EXERCISE REQUIREMENTS — Copy the following data verbatim.

Items listed in a dataset:
##########
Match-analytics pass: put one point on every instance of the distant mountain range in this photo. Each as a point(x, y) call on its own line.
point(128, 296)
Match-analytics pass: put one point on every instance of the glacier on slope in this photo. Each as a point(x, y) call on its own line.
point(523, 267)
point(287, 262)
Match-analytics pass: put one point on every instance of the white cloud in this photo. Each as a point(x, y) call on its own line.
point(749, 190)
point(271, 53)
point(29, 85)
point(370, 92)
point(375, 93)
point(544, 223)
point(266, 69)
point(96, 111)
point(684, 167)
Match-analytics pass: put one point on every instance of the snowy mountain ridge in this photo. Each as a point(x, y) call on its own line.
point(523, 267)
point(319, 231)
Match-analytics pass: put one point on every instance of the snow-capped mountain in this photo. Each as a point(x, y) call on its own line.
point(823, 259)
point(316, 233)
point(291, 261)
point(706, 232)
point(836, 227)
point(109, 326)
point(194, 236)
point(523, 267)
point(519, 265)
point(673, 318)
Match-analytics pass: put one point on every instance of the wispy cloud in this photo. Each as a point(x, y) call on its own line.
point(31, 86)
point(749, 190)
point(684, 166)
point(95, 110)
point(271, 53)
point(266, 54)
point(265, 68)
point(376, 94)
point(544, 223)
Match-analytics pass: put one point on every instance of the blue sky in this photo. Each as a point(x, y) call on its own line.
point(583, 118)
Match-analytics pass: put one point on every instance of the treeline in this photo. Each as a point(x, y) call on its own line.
##########
RESULT OF THIS TASK —
Match-analytics pass: put one point on every instance of the distant mountain range in this photo. Each as a point(x, y) call on its own line.
point(128, 296)
Match-analytics pass: put one point on every instance of the glacier on slope in this photo. Each as a point(x, y) call on its own line.
point(523, 267)
point(287, 262)
Match-analytics pass: put one point on every instance of the white cloud in this photo. Each as a point(x, y) call on its own line.
point(749, 190)
point(271, 53)
point(29, 85)
point(370, 92)
point(375, 93)
point(544, 223)
point(266, 69)
point(96, 111)
point(684, 167)
Match-analytics pass: put one point on every instance of the snowy mountain ridge in this photo. Each as a point(x, y) call on its own line.
point(523, 267)
point(319, 231)
Match-analytics pass: put one point on every instance of the snow-capped mountain in this photo. Each as a point(x, y) call on its own line.
point(823, 259)
point(316, 233)
point(291, 261)
point(706, 232)
point(836, 227)
point(109, 326)
point(194, 236)
point(523, 267)
point(519, 265)
point(673, 318)
Match-analytics pass: put one point on every instance of the wispy cloud in this photo. Each as a point(x, y) call on its own line.
point(31, 86)
point(749, 190)
point(684, 166)
point(95, 110)
point(271, 53)
point(266, 54)
point(265, 68)
point(376, 94)
point(544, 223)
Match-analytics pass: put one point on every instance of the blue sky in this photo. Each as a point(x, y) call on its own line.
point(583, 118)
Match-analytics pass: put one point on every instance of the treeline in this photo. Each as a point(x, y) call on its own line.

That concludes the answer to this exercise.